Rock ‘n’ roll laughs at death. Rock ‘n’ roll likes waving the skull and crossbones flag. Rock ‘n’ roll runs with the devil and shoots death the middle finger.

And yet, of late, the grim reaper keeps calling. A little more frequently and disturbingly for those of us who are boomers and fans of classic rock acts. We’ve been hearing this a lot recently: that 67 – or 69 or 70 – is the new 27, the latter being that fabled premature age for young sets of rock ‘n’ rollers to perish at, the so-called “27 Club” Amy Winehouse so wished to avoid….

You know the starting lineup: Brian Jones, Jimi Hendrix, Janis Joplin, Jim Morrison, Kurt Cobain and, of course, Winehouse.

Data provided |
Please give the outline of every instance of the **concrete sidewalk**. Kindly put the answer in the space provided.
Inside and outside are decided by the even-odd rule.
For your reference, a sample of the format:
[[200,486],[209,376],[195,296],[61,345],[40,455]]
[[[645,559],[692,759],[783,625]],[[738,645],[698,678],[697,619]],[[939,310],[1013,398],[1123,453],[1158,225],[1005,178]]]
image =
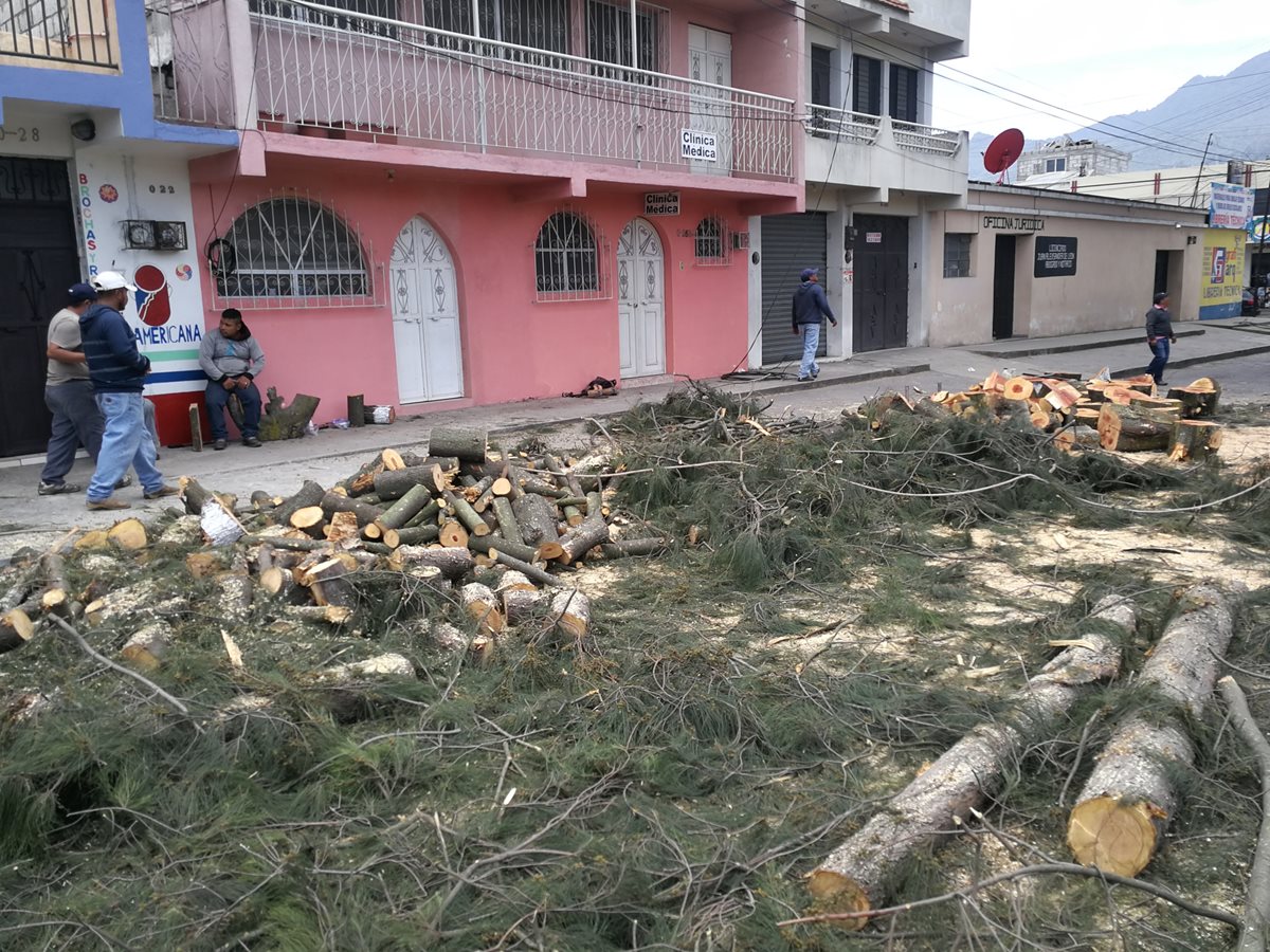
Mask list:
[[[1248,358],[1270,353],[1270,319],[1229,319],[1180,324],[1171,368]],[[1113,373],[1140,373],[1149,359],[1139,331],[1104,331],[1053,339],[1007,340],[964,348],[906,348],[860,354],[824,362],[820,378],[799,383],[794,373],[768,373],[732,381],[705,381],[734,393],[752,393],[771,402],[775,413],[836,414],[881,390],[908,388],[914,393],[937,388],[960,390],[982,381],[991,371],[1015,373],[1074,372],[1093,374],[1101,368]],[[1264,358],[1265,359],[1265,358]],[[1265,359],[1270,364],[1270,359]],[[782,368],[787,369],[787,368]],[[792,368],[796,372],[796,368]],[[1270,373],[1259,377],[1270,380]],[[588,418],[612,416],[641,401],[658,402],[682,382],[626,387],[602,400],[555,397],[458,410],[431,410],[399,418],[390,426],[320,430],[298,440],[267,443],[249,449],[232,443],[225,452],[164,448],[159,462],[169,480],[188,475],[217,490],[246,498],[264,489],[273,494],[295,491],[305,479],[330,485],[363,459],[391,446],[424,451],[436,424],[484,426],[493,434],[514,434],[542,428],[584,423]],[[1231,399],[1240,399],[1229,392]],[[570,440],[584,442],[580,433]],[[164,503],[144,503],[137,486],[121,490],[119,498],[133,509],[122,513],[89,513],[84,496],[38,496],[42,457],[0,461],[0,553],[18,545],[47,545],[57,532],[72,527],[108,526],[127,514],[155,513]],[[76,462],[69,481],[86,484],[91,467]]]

What to work on |
- 1) Copy the passage about rock 'n' roll and death word for word, beginning at "Rock ‘n’ roll laughs" and stopping after "wished to avoid….".
- 2) Pick up the passage about rock 'n' roll and death after its last sentence and keep writing it.

Results |
- 1)
Rock ‘n’ roll laughs at death. Rock ‘n’ roll likes waving the skull and crossbones flag. Rock ‘n’ roll runs with the devil and shoots death the middle finger.

And yet, of late, the grim reaper keeps calling. A little more frequently and disturbingly for those of us who are boomers and fans of classic rock acts. We’ve been hearing this a lot recently: that 67 – or 69 or 70 – is the new 27, the latter being that fabled premature age for young sets of rock ‘n’ rollers to perish at, the so-called “27 Club” Amy Winehouse so wished to avoid….

- 2)
Within the past year we’ve lost Motörhead’s Lemmy Kilmister and Natalie Cole (just as the New Year beckoned), then David Bowie, the Eagles’ Glenn Frey, Jefferson Airplane’s Paul Kantner, Keith Emerson of Emerson, Lake & Palmer, and lesser-known guys like Mott the Hoople drummer Dale “Buffin” Griffin and Rainbow/Dio bassist Jimmy Bain. Plus Airplane’s Signe Toly Anderson, Earth, Wind & Fire’s Maurice White and Dan Hicks.)

Spring 2016 brought news that the multi-instrumentalist Pete Zorn had died. And Prince at just 57. Then more recently, Wayne Jackson of the Memphis Horns, keyboardist Bernie Worrell and Suicide’s Alan Vega, less well known but influential to many.

A wave of deaths of older rock legends. One that we can only expect to increase in frequency as the classic rock music generation matures.

Related: 2016 in Review… Saying farewell to so many

By now many of us have seen the Facebook posts that begin with: “They’re dropping like flies.” That’s flip black humor, but that’s what we sometimes resort to, a kneejerk reaction. Bowie’s longtime producer, Tony Visconti, spotting that comment, responded on Facebook by calling those people “nitwits” and rather thought the rockers were “dying like heroes.”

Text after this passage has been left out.